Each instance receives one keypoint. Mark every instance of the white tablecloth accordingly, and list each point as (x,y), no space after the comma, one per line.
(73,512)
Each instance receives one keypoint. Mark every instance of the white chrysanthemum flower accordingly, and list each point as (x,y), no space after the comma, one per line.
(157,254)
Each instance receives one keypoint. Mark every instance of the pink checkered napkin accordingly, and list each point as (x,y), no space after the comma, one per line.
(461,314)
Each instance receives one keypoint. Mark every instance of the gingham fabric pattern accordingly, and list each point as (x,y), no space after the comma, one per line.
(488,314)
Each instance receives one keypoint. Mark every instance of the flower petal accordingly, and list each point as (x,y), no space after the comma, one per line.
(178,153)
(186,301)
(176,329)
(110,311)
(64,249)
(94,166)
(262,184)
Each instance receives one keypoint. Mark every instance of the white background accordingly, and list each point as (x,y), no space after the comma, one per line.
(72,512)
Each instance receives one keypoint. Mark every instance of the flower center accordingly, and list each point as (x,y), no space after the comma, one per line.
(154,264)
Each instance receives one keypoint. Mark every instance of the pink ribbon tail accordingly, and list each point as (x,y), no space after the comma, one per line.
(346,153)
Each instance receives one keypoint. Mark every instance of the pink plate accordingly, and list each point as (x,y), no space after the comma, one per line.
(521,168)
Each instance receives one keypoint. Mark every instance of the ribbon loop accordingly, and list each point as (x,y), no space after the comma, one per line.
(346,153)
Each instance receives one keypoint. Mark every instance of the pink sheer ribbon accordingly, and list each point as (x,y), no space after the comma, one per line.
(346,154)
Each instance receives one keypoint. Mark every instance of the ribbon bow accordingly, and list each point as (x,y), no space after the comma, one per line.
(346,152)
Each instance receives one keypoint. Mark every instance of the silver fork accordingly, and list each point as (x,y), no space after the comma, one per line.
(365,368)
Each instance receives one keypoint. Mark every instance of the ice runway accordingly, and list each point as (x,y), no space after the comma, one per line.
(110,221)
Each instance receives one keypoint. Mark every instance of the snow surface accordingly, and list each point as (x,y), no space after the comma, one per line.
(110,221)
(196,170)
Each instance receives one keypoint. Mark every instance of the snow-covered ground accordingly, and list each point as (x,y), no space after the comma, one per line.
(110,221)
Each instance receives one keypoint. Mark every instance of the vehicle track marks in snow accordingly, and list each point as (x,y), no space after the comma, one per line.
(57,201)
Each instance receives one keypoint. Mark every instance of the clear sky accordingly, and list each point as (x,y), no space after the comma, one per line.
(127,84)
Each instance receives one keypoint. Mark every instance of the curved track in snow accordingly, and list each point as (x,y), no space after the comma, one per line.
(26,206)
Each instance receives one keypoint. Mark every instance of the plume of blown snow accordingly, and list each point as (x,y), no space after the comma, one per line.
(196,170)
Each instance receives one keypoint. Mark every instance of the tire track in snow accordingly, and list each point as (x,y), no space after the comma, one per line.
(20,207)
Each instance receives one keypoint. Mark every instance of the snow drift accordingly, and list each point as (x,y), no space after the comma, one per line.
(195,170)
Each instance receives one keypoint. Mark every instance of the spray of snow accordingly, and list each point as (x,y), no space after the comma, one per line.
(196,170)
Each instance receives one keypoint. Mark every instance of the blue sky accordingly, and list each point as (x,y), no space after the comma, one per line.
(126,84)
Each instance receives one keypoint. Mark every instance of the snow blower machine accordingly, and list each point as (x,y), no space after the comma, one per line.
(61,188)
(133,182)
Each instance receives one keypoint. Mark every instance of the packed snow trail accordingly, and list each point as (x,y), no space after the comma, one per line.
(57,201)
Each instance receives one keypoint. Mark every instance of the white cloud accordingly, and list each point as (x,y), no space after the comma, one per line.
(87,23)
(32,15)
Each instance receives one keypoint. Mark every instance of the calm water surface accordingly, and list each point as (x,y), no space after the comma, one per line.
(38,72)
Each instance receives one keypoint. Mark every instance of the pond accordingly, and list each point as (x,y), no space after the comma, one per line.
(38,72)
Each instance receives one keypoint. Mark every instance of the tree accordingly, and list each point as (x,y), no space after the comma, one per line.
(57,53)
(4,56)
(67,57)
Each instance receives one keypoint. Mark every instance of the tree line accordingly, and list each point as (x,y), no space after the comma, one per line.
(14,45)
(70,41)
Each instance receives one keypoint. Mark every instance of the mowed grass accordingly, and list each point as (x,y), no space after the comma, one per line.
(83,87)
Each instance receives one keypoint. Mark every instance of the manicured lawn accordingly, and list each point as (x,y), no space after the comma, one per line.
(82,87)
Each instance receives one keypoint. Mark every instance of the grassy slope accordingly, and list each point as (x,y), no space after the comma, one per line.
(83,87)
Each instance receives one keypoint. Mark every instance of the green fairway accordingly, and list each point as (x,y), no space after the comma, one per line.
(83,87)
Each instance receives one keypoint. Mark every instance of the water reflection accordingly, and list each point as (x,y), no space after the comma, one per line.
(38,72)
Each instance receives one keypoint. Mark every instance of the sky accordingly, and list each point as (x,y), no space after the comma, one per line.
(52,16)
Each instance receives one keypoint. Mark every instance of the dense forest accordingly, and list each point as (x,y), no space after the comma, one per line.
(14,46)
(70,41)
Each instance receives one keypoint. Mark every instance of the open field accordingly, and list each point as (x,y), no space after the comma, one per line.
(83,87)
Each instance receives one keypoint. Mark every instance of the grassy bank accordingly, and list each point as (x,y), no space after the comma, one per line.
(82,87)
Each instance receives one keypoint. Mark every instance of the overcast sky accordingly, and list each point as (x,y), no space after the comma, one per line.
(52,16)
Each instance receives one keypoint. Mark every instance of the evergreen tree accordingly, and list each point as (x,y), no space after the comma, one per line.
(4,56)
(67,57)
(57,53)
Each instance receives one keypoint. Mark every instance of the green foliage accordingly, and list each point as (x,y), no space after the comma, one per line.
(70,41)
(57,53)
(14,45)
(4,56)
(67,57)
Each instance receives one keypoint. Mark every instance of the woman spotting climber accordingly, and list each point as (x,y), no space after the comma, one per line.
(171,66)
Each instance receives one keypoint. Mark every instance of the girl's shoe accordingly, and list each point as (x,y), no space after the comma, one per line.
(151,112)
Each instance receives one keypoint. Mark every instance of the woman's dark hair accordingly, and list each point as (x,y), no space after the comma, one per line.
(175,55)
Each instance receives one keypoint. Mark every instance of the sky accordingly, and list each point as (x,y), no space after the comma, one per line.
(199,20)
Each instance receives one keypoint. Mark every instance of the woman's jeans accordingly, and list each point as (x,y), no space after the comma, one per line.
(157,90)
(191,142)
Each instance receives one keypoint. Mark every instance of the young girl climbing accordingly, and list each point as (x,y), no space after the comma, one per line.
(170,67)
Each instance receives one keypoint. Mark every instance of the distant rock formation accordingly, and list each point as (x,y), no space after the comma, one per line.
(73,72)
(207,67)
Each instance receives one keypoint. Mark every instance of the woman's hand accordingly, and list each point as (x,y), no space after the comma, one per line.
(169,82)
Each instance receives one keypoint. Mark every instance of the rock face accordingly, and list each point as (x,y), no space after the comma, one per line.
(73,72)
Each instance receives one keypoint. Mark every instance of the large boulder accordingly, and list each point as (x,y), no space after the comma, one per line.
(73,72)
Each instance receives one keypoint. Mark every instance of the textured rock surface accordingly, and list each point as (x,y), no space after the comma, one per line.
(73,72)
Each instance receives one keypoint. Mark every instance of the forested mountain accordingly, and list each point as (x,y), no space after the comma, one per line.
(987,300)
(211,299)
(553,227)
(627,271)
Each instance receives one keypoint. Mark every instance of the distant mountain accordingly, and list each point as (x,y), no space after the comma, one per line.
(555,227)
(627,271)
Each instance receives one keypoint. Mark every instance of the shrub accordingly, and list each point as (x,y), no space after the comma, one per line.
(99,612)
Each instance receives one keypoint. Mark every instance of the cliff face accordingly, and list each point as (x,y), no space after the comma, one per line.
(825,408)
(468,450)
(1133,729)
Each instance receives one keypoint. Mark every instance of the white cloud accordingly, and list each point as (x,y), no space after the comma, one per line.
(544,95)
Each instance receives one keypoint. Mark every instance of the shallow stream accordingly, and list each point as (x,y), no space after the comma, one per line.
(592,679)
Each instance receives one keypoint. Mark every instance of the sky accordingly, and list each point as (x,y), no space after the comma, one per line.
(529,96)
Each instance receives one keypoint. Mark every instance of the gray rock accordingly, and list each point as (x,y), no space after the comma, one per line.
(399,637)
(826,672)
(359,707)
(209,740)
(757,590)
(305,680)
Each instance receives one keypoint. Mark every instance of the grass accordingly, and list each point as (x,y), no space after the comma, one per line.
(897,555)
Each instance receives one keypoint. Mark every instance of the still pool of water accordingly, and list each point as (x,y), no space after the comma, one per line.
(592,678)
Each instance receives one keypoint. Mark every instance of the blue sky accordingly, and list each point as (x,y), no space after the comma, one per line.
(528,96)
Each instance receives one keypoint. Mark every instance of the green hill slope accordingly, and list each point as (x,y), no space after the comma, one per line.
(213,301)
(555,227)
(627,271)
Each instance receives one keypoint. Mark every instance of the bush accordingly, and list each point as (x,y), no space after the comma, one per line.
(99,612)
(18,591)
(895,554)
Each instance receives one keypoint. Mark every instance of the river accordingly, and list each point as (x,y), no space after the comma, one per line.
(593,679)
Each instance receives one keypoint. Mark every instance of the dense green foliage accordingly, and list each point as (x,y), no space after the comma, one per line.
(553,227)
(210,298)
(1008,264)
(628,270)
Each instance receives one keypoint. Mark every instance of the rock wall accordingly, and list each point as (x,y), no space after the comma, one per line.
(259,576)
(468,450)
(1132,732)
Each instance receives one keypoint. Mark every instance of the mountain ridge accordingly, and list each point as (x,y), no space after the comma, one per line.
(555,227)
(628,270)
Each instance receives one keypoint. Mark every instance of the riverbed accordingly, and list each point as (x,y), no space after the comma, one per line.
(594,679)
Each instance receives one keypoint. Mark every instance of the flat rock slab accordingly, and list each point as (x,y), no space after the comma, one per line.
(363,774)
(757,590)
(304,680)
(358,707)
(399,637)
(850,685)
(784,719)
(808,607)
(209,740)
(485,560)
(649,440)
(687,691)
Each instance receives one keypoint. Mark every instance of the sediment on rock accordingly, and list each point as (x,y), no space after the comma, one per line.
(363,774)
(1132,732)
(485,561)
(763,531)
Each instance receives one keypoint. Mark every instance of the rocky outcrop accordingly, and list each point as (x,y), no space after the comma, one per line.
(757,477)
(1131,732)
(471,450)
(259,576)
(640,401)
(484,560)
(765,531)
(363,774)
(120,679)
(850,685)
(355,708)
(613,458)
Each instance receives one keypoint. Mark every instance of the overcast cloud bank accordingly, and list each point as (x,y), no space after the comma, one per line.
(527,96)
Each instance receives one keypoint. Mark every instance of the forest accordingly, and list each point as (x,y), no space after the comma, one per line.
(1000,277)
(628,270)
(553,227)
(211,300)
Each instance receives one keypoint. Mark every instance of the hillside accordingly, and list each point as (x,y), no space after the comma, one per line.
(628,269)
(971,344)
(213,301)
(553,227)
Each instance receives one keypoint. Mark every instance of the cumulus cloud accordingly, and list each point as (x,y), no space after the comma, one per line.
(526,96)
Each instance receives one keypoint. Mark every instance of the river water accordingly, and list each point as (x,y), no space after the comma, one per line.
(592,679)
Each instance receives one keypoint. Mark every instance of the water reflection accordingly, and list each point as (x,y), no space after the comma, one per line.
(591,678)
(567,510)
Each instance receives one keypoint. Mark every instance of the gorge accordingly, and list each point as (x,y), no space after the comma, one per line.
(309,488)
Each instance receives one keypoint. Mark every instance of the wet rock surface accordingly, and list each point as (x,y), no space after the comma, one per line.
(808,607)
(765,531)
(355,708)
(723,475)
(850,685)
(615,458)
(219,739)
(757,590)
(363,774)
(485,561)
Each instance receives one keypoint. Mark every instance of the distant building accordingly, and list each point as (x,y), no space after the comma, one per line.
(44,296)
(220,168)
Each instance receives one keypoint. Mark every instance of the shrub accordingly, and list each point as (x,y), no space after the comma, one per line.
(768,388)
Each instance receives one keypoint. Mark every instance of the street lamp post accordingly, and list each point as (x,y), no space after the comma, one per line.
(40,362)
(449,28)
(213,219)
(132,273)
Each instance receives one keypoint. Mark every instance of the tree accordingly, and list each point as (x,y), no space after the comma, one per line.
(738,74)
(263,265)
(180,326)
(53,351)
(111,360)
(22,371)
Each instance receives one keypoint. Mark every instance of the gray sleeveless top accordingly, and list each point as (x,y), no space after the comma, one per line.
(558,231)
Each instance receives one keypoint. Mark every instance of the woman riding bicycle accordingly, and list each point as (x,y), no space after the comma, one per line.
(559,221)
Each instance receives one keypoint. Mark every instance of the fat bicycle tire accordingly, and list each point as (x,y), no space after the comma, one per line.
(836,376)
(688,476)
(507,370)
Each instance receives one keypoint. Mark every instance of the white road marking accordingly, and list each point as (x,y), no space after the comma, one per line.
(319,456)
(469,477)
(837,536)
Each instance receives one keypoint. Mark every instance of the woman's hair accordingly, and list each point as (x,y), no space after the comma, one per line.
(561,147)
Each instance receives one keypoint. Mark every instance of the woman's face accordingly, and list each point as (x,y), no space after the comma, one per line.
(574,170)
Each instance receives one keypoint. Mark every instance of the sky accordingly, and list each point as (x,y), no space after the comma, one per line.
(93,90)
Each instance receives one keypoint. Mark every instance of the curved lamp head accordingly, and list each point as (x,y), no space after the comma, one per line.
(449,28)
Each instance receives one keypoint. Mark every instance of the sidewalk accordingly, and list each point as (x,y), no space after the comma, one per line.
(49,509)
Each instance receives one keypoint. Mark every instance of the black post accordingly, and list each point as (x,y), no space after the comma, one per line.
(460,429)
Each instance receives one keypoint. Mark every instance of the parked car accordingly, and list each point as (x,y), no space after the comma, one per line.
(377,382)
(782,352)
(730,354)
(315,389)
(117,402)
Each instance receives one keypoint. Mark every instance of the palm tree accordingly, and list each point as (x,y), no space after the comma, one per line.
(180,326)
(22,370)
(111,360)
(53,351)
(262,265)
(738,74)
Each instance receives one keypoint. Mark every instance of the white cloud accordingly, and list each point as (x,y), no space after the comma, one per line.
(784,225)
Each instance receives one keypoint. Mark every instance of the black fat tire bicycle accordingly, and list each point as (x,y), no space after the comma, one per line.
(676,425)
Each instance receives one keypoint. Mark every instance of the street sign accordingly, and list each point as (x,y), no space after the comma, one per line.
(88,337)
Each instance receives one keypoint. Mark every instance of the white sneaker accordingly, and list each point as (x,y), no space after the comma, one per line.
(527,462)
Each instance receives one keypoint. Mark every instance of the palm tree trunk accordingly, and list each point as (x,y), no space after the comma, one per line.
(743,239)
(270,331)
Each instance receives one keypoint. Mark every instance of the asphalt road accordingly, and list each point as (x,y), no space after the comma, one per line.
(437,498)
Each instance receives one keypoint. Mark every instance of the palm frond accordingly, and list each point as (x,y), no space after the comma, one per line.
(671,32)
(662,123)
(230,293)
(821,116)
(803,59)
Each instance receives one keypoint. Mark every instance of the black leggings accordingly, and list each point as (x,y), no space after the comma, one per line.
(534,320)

▬▬▬▬▬▬▬▬▬▬

### AIM OF THE EXERCISE
Set down only the lines running from the line with "the black leggings" to the end of the entries above, both included, exactly as they stand.

### FINISHED EXERCISE
Each instance receives one keypoint. Mark every instance of the black leggings accordingly, and list each point as (x,y), no space after the comma, one per line.
(534,320)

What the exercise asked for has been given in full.